■ Directions for this task
Please rewrite everything from the start of the data down to the line containing "[0,127,199,295]", replacing "downstream application" with "later program" and keeping all else unchanged. Leave the pictures out of your answer.

■ Information given
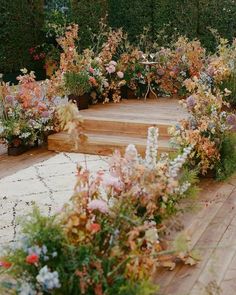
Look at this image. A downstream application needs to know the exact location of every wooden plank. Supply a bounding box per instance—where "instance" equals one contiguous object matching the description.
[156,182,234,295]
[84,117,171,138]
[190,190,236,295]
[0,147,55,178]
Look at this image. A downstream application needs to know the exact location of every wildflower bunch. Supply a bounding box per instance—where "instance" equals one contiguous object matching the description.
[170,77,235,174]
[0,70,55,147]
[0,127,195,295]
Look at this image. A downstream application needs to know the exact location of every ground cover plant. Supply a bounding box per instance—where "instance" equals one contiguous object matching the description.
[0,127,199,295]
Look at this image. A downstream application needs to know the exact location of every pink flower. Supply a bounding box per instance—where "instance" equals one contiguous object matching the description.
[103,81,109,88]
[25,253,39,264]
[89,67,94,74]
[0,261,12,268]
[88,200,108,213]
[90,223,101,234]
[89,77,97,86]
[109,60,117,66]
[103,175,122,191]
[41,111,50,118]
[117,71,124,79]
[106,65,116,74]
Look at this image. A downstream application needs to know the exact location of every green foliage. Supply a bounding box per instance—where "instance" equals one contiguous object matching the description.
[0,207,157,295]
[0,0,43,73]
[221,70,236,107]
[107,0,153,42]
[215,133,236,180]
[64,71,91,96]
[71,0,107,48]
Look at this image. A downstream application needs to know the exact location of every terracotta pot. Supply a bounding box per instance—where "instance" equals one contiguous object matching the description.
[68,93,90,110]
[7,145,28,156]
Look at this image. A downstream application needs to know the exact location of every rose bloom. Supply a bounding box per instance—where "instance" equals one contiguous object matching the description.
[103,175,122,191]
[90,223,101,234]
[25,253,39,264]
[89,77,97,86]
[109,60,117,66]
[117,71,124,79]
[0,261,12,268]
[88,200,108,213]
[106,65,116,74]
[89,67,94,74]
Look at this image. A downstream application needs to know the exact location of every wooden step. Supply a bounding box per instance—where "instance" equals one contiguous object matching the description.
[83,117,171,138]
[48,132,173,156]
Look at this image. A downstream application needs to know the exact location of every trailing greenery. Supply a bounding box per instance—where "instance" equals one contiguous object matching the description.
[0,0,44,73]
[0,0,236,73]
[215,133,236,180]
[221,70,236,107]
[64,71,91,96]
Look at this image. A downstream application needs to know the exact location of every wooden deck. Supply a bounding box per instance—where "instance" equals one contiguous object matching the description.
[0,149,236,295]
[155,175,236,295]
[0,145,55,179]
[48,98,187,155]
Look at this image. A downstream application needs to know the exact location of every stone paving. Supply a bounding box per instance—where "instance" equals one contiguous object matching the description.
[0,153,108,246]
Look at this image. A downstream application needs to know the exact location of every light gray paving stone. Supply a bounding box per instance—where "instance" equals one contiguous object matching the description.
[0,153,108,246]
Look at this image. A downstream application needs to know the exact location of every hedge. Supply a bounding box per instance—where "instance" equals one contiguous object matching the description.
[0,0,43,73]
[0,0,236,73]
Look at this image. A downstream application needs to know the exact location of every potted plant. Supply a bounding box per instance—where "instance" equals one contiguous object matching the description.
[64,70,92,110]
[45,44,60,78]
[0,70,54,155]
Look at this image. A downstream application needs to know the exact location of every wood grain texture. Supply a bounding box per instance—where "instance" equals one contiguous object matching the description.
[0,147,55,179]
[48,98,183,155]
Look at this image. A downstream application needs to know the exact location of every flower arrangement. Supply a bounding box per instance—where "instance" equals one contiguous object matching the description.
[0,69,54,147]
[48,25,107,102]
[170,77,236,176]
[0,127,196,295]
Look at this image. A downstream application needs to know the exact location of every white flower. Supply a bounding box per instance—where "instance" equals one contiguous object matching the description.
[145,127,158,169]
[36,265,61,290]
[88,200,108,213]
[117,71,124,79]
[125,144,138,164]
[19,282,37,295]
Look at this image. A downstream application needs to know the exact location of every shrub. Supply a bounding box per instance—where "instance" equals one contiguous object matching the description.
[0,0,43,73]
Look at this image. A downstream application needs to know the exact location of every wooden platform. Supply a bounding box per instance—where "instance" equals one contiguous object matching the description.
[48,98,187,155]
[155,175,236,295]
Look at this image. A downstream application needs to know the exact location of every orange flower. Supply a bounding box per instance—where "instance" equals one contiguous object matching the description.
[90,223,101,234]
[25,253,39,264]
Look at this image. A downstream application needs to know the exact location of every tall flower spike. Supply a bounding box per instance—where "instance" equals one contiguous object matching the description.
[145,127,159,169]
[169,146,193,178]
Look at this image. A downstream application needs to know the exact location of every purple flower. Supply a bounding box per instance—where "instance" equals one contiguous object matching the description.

■ Solution for this exercise
Look at this image. A later program needs to know the exact location of every wooden plank. Supply a bounding box per instance—where "instance" equals one contiguous object matching the description.
[156,182,234,295]
[84,117,171,138]
[190,190,236,295]
[0,147,55,178]
Look at this image. A later program needs to know the exact location of every wildflower bunch. Supply a bounding box per instance—where "instance" equals one contiguous object matching the description.
[170,77,235,174]
[0,70,55,147]
[0,127,195,295]
Look at this image. A later program needs to know the exact location of every ground cover plant. Supply a bounding box per instance—where "instance" equals one contiguous object matching the description.
[0,127,199,295]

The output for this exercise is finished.